## Directions
- a) Duplicate the stretch of the flashcards from "a specific manager" through "a responsibility centre?".
- b) List every objective of decentralisation that the flashcards give.

## Page
** START **
C. Managing and controlling the performance of organisational units Flashcards
what does decentralisation seek to overcome?
aka divisionalisation
the problem of managing a large organisation by creating a structure based on several autonomous decision-making units
what are the objectives of decentralisation?
ensure goal congruence
increase motivation of management
reduce head office bureaucracy
provide better training for junior and middle management
what is the major disadvantage of dividionalisation?
dysfunctional decision making i.e in their own best interest
can be overcome with a suitable system of performance evaluation or responsibility centres
what is responsibility accounting?
a specific manager takes responsibility for a particular aspect of the budget. the are then accountable for actual performance in their area of responsibility
what is a responsibility centre?
the area of operations for which a manager is responsible
-usually a hierarchy of responsibility centres
what is a cost centre?
** END **
## Record list
** START **
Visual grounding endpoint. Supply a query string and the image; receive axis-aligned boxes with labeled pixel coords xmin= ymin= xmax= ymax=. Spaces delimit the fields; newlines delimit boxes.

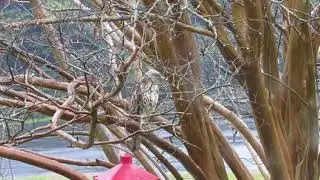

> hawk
xmin=132 ymin=69 xmax=164 ymax=151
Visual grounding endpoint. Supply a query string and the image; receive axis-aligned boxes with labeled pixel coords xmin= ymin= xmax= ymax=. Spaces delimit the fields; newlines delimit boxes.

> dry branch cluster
xmin=0 ymin=0 xmax=320 ymax=180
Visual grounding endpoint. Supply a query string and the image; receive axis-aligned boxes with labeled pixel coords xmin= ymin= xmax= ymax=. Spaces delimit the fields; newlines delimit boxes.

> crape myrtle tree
xmin=0 ymin=0 xmax=320 ymax=180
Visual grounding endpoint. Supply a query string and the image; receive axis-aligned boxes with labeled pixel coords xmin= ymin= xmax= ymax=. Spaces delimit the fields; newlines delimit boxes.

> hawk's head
xmin=145 ymin=69 xmax=165 ymax=82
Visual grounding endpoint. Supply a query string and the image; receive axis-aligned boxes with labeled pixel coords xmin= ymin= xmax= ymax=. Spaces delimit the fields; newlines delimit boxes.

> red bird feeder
xmin=93 ymin=154 xmax=160 ymax=180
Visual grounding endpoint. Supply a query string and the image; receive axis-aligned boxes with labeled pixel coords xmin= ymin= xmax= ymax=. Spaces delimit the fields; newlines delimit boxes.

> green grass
xmin=17 ymin=172 xmax=264 ymax=180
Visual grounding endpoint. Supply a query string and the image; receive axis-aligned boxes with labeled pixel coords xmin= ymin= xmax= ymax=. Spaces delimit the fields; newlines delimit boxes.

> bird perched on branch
xmin=132 ymin=69 xmax=164 ymax=151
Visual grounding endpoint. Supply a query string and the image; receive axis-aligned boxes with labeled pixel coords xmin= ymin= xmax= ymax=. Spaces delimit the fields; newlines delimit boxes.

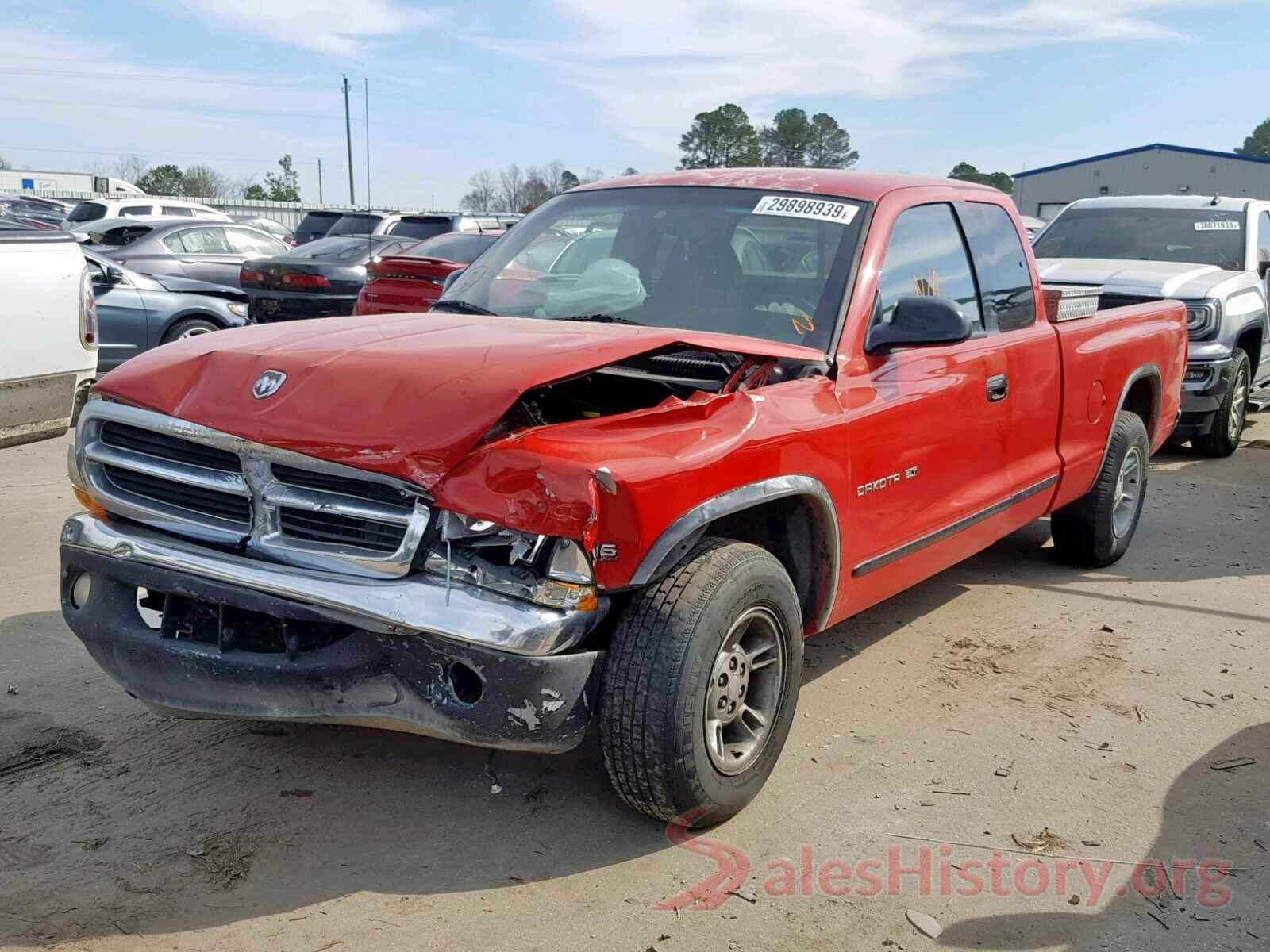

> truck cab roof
xmin=1069 ymin=195 xmax=1259 ymax=212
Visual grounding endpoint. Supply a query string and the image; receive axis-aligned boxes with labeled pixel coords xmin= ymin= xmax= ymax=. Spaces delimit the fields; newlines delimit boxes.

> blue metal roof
xmin=1012 ymin=142 xmax=1270 ymax=179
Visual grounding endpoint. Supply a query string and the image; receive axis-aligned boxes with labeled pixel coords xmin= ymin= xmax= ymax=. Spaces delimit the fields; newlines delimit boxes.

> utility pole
xmin=344 ymin=76 xmax=357 ymax=205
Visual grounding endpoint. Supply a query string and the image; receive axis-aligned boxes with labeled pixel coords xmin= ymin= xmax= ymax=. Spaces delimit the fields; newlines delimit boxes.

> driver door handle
xmin=988 ymin=373 xmax=1010 ymax=404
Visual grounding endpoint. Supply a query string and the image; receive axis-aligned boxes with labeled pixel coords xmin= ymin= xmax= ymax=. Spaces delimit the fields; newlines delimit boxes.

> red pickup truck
xmin=61 ymin=169 xmax=1186 ymax=823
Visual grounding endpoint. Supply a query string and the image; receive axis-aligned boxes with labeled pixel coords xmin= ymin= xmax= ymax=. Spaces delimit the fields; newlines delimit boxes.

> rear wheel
xmin=1191 ymin=347 xmax=1253 ymax=455
xmin=599 ymin=538 xmax=802 ymax=825
xmin=1050 ymin=410 xmax=1151 ymax=569
xmin=163 ymin=317 xmax=221 ymax=344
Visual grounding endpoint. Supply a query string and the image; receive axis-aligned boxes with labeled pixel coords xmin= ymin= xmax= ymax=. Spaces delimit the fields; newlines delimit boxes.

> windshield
xmin=434 ymin=186 xmax=862 ymax=351
xmin=1033 ymin=208 xmax=1243 ymax=271
xmin=402 ymin=232 xmax=498 ymax=264
xmin=326 ymin=214 xmax=383 ymax=235
xmin=281 ymin=235 xmax=383 ymax=262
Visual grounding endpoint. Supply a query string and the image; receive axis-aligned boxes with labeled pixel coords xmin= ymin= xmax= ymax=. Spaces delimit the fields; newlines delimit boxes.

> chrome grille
xmin=75 ymin=400 xmax=429 ymax=578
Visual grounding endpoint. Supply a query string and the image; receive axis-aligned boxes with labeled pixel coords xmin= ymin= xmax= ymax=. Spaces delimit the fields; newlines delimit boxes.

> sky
xmin=0 ymin=0 xmax=1270 ymax=208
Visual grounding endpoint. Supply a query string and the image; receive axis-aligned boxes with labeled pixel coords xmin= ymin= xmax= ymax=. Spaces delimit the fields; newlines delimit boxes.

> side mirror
xmin=441 ymin=268 xmax=468 ymax=294
xmin=865 ymin=297 xmax=972 ymax=354
xmin=91 ymin=267 xmax=123 ymax=288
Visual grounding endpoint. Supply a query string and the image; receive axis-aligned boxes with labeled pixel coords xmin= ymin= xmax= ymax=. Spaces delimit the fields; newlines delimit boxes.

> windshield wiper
xmin=556 ymin=313 xmax=648 ymax=328
xmin=432 ymin=297 xmax=498 ymax=317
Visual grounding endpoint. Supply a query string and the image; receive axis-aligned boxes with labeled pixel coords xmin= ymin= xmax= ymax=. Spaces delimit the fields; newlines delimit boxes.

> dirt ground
xmin=0 ymin=415 xmax=1270 ymax=952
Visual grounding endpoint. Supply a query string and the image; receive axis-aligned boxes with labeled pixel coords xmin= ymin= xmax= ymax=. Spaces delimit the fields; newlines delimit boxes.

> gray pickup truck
xmin=1033 ymin=195 xmax=1270 ymax=455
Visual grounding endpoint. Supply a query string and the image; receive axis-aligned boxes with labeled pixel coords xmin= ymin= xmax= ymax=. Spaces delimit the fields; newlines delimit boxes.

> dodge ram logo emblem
xmin=252 ymin=370 xmax=287 ymax=400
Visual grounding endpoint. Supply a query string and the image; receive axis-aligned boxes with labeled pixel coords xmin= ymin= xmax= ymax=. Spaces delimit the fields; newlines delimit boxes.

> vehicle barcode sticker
xmin=753 ymin=195 xmax=860 ymax=225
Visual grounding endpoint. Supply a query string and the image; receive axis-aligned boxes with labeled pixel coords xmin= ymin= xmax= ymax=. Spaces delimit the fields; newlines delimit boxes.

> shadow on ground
xmin=0 ymin=439 xmax=1270 ymax=948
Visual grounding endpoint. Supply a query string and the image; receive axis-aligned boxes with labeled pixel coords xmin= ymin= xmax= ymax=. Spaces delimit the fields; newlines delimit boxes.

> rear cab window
xmin=1257 ymin=212 xmax=1270 ymax=267
xmin=957 ymin=202 xmax=1037 ymax=330
xmin=1033 ymin=205 xmax=1245 ymax=271
xmin=872 ymin=202 xmax=986 ymax=332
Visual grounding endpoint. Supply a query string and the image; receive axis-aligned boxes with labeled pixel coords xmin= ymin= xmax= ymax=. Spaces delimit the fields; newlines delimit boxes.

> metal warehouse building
xmin=1014 ymin=142 xmax=1270 ymax=221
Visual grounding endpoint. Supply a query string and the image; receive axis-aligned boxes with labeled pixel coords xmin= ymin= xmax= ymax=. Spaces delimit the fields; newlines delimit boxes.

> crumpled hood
xmin=95 ymin=313 xmax=823 ymax=489
xmin=1037 ymin=258 xmax=1242 ymax=298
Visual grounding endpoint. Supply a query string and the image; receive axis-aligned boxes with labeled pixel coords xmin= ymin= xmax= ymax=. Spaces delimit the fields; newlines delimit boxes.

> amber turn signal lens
xmin=74 ymin=486 xmax=110 ymax=519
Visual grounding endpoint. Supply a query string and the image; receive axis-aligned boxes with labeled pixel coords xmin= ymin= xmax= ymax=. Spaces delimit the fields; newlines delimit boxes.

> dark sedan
xmin=239 ymin=235 xmax=417 ymax=324
xmin=84 ymin=251 xmax=252 ymax=373
xmin=89 ymin=218 xmax=287 ymax=287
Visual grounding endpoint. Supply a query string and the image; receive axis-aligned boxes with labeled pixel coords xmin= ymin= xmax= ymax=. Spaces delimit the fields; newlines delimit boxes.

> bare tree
xmin=114 ymin=152 xmax=150 ymax=186
xmin=516 ymin=165 xmax=551 ymax=213
xmin=538 ymin=159 xmax=564 ymax=195
xmin=183 ymin=165 xmax=233 ymax=198
xmin=459 ymin=169 xmax=498 ymax=212
xmin=497 ymin=163 xmax=525 ymax=212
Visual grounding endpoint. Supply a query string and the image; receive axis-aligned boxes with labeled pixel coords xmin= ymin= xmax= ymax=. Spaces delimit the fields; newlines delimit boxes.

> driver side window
xmin=874 ymin=203 xmax=983 ymax=332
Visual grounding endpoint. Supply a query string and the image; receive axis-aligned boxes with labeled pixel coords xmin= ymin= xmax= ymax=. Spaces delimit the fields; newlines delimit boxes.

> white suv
xmin=62 ymin=197 xmax=230 ymax=231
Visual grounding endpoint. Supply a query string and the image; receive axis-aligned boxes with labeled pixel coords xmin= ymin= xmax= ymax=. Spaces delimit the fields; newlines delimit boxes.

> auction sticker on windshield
xmin=753 ymin=195 xmax=860 ymax=225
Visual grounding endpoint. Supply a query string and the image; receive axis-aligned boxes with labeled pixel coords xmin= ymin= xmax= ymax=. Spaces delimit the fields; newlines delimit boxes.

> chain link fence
xmin=27 ymin=190 xmax=441 ymax=228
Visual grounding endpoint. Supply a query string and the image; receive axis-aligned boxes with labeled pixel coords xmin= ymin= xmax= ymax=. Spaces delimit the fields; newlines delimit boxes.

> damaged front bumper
xmin=61 ymin=514 xmax=603 ymax=753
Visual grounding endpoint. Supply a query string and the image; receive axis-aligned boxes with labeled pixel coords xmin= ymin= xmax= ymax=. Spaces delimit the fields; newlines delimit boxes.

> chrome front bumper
xmin=61 ymin=512 xmax=607 ymax=656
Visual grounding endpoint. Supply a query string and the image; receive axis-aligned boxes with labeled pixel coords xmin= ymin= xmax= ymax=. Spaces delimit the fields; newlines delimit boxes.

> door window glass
xmin=874 ymin=205 xmax=983 ymax=330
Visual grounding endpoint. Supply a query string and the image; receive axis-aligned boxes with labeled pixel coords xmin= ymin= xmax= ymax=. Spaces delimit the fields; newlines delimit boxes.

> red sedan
xmin=353 ymin=231 xmax=504 ymax=313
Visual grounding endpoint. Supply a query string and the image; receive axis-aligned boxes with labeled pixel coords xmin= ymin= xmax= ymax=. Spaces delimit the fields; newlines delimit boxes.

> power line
xmin=0 ymin=144 xmax=319 ymax=165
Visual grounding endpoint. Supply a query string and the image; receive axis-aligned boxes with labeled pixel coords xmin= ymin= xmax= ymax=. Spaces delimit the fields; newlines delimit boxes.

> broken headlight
xmin=423 ymin=510 xmax=599 ymax=612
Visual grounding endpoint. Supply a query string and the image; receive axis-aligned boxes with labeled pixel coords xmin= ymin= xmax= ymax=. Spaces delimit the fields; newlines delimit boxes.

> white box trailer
xmin=0 ymin=169 xmax=144 ymax=195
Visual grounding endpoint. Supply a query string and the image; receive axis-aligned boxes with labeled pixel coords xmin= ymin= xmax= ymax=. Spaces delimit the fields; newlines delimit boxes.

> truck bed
xmin=1052 ymin=301 xmax=1186 ymax=509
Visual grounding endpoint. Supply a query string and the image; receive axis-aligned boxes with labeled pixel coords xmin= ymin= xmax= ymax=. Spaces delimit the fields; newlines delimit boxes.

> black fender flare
xmin=630 ymin=474 xmax=842 ymax=631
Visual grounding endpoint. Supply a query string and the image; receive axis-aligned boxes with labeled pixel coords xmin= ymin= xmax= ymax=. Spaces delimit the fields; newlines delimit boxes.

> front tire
xmin=599 ymin=538 xmax=802 ymax=827
xmin=1191 ymin=347 xmax=1253 ymax=455
xmin=1050 ymin=410 xmax=1151 ymax=569
xmin=163 ymin=317 xmax=221 ymax=344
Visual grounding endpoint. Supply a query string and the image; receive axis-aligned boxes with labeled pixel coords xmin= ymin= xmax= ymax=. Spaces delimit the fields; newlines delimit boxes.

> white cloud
xmin=169 ymin=0 xmax=444 ymax=56
xmin=487 ymin=0 xmax=1234 ymax=155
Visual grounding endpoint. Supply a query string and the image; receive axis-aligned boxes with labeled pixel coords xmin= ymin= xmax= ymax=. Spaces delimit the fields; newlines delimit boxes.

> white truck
xmin=0 ymin=230 xmax=97 ymax=448
xmin=1033 ymin=195 xmax=1270 ymax=455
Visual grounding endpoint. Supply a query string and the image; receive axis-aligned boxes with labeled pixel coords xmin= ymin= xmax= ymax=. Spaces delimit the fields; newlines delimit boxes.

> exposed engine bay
xmin=487 ymin=347 xmax=828 ymax=428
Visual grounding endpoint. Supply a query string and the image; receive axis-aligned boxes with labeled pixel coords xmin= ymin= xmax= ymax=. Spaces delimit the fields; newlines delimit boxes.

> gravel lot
xmin=0 ymin=424 xmax=1270 ymax=952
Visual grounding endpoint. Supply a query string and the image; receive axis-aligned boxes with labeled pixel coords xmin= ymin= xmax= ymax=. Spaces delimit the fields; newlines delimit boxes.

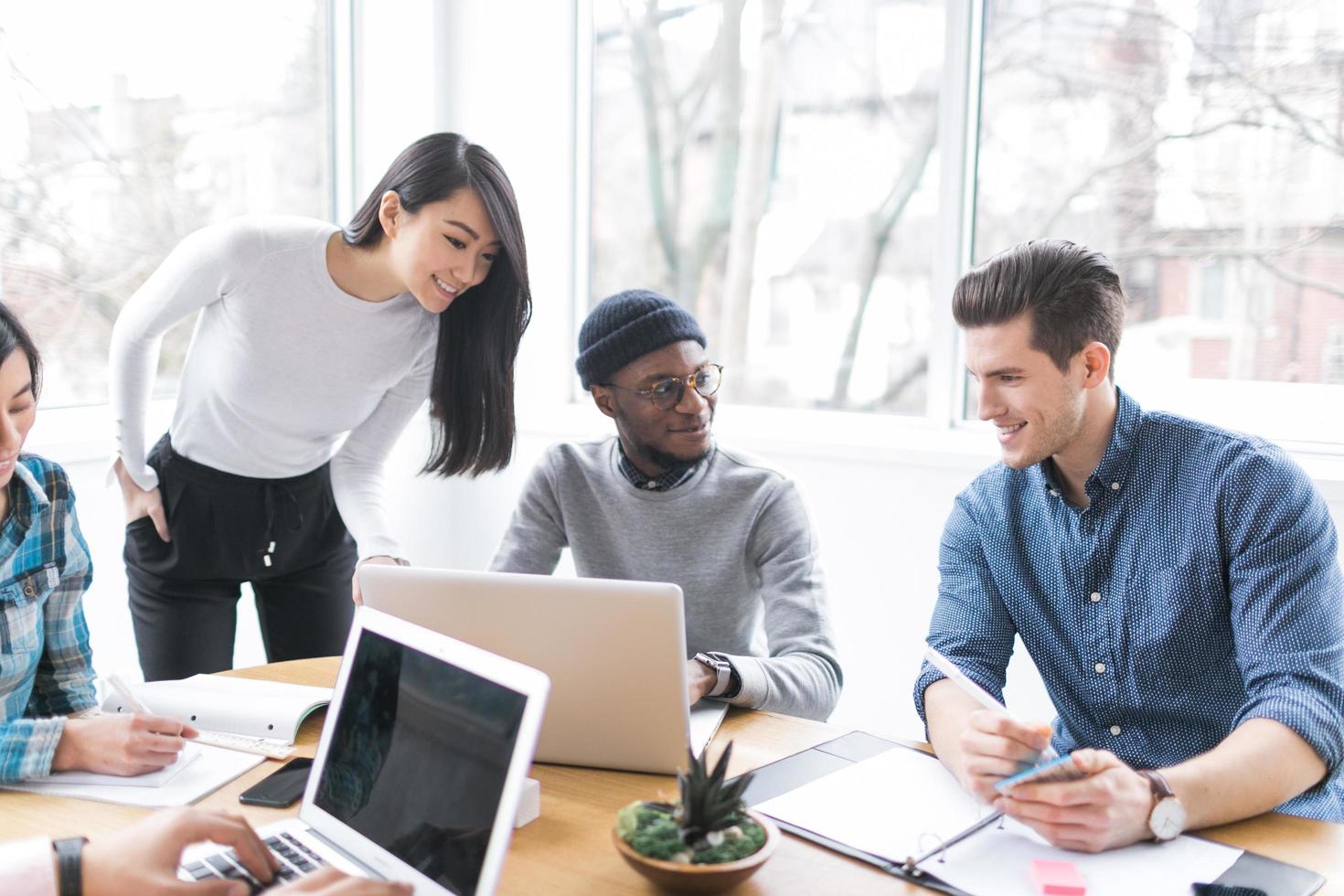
** END **
## Per-task answers
- a)
a specific manager takes responsibility for a particular aspect of the budget. the are then accountable for actual performance in their area of responsibility
what is a responsibility centre?

- b)
- ensure goal congruence
- increase motivation of management
- reduce head office bureaucracy
- provide better training for junior and middle management